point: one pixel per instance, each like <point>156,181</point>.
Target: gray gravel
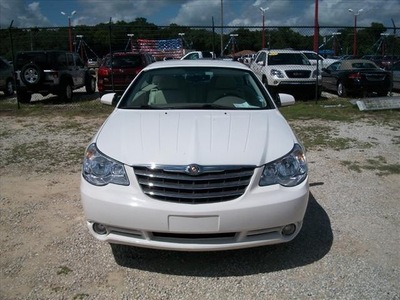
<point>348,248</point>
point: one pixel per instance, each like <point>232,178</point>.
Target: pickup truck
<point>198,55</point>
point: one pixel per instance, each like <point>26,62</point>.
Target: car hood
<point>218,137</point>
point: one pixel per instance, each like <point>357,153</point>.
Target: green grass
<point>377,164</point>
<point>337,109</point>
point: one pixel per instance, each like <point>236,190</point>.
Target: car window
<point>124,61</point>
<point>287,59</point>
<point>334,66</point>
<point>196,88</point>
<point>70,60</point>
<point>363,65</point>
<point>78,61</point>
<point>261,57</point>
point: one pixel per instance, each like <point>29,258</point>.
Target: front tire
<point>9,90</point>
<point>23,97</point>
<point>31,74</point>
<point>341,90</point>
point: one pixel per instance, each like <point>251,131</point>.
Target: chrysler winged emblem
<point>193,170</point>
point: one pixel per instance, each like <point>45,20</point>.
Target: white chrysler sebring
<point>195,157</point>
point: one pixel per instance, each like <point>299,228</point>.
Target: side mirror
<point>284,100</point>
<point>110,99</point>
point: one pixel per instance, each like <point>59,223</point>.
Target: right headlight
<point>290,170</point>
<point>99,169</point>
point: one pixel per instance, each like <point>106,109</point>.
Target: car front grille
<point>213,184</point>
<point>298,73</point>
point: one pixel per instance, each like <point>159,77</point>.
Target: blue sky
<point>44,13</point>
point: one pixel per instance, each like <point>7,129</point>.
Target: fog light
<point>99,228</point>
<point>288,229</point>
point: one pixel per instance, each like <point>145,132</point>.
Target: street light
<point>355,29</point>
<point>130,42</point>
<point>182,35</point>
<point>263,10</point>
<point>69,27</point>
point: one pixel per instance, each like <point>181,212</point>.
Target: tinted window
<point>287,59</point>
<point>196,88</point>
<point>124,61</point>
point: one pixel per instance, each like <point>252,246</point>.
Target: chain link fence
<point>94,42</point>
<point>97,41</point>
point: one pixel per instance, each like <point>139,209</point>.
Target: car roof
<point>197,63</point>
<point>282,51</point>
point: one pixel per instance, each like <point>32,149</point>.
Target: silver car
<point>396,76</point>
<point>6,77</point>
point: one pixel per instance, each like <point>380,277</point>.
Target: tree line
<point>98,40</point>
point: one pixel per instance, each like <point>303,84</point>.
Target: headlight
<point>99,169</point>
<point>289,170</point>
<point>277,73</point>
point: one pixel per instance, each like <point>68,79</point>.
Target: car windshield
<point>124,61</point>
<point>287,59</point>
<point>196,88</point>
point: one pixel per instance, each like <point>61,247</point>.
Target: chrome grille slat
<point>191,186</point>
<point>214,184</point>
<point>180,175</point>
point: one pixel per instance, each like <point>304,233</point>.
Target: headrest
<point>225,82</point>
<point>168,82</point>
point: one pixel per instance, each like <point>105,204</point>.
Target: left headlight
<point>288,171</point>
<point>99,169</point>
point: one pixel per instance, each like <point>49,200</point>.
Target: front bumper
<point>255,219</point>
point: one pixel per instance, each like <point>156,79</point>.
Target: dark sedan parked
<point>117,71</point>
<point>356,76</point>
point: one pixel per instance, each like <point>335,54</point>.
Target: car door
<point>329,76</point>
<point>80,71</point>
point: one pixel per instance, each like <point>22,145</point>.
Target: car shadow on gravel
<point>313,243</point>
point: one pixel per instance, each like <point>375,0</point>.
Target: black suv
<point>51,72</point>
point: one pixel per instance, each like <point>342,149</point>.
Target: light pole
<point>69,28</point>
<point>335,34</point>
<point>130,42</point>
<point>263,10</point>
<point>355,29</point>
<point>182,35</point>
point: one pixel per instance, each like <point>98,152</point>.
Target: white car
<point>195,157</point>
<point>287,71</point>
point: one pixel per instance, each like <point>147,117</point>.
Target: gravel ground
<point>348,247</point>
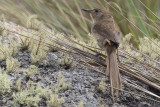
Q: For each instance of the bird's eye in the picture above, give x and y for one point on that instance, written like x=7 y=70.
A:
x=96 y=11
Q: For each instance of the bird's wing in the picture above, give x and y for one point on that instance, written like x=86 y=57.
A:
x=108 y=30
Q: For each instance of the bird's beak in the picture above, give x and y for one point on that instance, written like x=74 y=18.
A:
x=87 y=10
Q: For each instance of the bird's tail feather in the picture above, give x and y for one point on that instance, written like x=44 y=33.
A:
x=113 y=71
────────────────
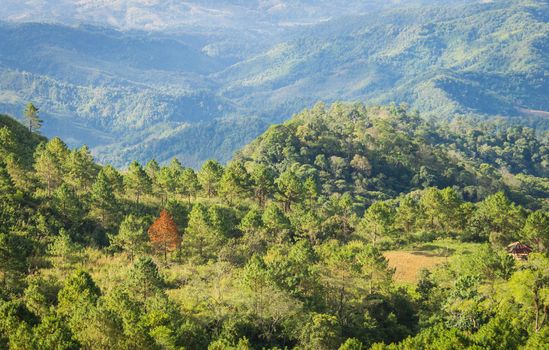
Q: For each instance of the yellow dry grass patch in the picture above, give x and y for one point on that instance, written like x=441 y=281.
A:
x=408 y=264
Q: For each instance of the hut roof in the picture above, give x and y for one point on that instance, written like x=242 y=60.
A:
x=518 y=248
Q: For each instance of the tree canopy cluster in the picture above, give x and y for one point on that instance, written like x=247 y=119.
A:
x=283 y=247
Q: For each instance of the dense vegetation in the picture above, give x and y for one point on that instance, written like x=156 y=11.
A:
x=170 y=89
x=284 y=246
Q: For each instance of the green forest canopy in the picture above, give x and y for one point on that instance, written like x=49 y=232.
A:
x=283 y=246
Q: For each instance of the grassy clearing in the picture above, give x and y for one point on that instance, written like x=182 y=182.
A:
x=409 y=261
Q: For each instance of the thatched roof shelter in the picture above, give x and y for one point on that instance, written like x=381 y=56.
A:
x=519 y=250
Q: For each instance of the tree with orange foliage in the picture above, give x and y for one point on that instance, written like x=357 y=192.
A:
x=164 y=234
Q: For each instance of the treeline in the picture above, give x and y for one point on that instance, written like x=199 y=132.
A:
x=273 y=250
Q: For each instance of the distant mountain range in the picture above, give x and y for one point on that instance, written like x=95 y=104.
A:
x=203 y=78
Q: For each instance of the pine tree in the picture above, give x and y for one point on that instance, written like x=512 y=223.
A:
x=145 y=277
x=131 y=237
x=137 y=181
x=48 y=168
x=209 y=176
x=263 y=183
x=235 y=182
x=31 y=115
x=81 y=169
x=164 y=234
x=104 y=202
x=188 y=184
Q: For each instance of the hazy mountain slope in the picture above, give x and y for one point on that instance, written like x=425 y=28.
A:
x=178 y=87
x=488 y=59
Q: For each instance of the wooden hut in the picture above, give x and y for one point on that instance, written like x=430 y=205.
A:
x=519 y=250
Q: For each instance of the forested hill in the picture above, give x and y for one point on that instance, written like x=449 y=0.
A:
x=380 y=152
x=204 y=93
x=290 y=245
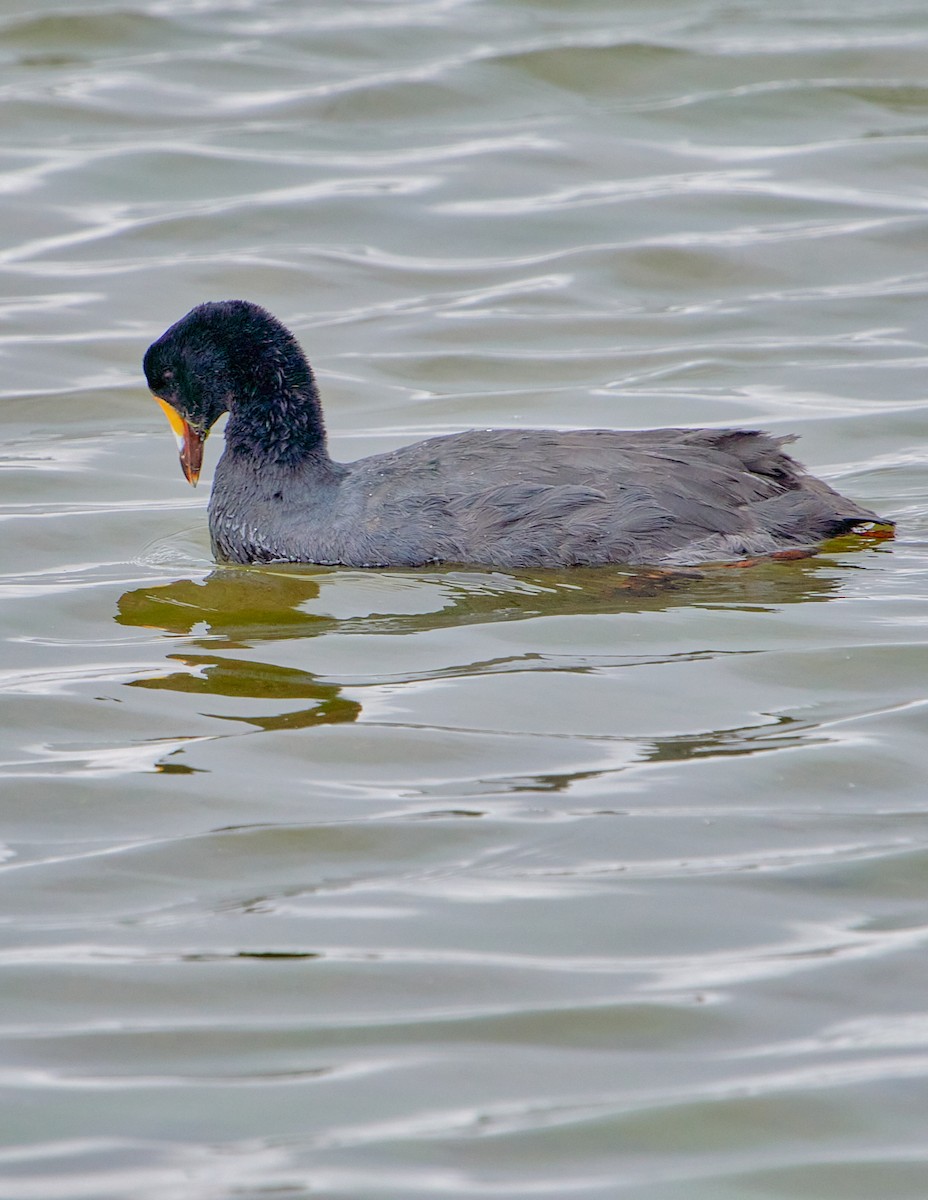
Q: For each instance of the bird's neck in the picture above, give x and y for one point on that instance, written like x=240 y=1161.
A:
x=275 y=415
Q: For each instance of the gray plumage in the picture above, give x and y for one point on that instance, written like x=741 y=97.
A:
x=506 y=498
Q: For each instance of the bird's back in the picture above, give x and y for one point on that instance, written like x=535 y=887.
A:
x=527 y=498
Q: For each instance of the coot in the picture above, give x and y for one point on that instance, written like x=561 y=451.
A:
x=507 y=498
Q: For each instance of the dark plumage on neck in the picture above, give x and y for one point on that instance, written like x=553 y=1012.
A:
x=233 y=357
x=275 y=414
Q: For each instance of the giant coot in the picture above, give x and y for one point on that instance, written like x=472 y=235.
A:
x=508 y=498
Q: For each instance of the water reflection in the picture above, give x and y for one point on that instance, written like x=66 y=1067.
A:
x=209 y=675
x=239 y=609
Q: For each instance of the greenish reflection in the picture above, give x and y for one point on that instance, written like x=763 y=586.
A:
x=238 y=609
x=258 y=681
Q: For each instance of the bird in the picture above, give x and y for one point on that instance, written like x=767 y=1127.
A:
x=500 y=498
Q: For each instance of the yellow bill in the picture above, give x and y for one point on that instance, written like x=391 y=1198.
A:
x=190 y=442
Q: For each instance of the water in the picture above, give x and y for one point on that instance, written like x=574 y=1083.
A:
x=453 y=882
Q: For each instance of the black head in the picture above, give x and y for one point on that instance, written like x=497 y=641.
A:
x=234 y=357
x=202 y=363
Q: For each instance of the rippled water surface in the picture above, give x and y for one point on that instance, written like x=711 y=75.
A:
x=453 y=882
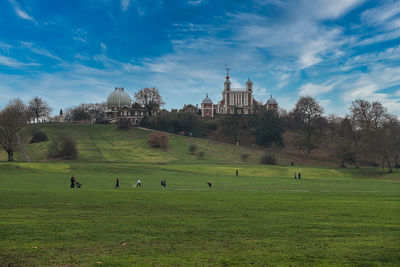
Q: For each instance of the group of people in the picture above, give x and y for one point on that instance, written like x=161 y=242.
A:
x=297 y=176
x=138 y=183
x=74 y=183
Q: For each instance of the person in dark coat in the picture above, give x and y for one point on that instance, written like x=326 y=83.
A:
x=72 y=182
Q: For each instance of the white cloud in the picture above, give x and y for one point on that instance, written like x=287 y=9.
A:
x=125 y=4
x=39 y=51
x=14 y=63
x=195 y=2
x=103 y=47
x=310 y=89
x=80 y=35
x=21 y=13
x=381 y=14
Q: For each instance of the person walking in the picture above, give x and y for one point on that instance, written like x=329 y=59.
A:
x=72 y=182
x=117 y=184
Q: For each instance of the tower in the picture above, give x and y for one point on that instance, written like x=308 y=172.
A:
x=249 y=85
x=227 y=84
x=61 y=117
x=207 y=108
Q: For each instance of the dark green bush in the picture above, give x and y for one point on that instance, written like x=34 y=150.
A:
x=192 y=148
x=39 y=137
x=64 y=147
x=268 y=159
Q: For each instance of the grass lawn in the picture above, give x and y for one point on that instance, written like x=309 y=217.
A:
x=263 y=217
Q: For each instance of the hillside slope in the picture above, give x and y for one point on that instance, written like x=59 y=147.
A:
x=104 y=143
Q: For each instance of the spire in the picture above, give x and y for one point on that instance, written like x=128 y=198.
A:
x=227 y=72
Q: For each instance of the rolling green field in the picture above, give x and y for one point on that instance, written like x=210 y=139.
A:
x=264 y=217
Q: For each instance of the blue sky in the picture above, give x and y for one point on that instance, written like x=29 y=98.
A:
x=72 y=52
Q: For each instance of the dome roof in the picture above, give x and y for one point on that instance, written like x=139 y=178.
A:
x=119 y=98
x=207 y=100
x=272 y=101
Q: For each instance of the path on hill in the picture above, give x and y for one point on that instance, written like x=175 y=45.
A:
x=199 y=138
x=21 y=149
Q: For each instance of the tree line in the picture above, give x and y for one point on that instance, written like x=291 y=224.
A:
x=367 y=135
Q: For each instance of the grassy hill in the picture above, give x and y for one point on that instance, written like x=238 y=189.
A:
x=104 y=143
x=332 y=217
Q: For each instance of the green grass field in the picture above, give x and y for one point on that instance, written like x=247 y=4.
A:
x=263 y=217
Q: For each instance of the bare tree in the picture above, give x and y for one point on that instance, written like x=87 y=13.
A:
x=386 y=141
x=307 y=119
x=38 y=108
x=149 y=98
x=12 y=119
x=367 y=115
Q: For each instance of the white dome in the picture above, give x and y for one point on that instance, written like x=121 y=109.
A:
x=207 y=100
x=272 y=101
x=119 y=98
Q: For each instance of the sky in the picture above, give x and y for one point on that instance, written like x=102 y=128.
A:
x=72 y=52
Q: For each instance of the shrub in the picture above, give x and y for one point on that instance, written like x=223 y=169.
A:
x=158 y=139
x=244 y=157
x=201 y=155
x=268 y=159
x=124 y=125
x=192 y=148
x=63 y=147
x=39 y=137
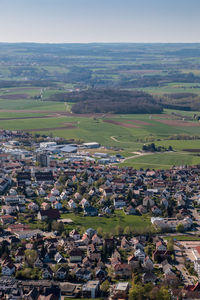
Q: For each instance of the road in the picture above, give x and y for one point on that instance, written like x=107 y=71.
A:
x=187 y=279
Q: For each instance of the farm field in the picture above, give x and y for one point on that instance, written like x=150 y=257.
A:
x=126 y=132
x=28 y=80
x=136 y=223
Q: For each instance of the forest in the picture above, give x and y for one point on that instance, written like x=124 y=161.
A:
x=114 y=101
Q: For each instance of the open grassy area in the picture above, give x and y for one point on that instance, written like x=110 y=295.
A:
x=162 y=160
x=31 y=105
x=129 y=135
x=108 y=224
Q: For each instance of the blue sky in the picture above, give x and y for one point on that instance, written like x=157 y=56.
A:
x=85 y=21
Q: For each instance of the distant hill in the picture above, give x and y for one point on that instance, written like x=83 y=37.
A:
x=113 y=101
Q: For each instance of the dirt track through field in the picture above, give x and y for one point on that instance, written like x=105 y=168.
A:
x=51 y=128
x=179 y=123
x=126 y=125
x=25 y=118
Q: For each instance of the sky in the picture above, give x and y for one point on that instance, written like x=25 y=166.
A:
────────────────
-- Exercise instructions --
Scan the data above for the string "coot" and copy each line where it appears.

-- Solution --
Q: For each instance of the coot in the picture above, give x and y for one point on that instance, written like x=561 y=451.
Q: For each instance of the giant coot in the picture above, give x and y for one point on that instance, written like x=472 y=235.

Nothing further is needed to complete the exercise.